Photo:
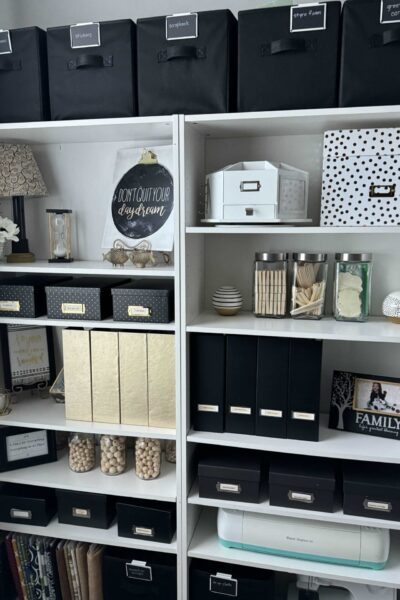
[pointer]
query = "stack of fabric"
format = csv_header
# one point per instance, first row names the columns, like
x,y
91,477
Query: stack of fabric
x,y
40,568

> Work instructions
The listing should be transcribed exactly. No picture is to appear in the transcription.

> Answer to this task
Photo:
[pointer]
query = "stack of fabric"
format = csv_header
# one point per instance, first row names the columns, like
x,y
91,477
Query: stack of fabric
x,y
40,568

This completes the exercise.